● Your task:
Output exactly those lines of the data that lie between the line containing "Mark one point per instance of the pink" and the final line, both ends counted.

● Records from a data collection:
☆ ☆ ☆ ☆ ☆ ☆ ☆

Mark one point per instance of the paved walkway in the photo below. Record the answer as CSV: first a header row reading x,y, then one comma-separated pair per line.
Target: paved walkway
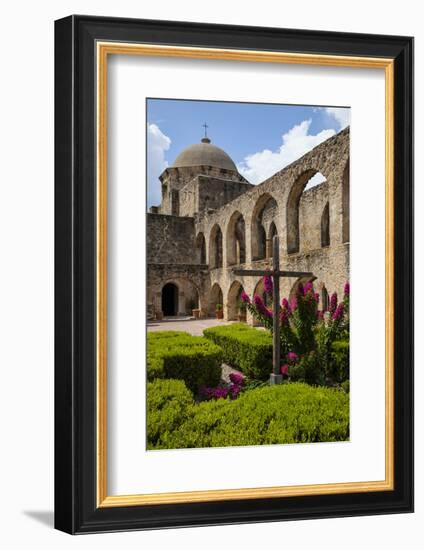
x,y
186,324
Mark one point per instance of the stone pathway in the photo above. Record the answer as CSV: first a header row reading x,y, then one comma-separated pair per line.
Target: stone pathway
x,y
186,324
196,328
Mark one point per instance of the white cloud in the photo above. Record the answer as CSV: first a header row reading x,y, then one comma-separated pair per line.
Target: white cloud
x,y
157,144
342,115
295,143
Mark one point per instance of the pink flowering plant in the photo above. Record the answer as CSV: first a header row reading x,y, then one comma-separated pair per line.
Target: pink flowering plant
x,y
308,333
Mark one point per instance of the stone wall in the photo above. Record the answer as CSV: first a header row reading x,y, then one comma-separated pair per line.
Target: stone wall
x,y
173,180
170,239
280,201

☆ ☆ ☆ ☆ ☆ ☆ ☆

● Result for this task:
Mark one point per instance of the pink flowering plant in the photo above. Record the answer as CSV: first a header row reading x,y, then one comma-separated pair per line.
Target: pink flowering plant
x,y
308,333
Mark one point per instance of the stone wall in the photo above. Record the answer as CSV: first a header row reading x,y, then one comma-separated pair per line.
Target: stone wall
x,y
173,180
170,239
280,201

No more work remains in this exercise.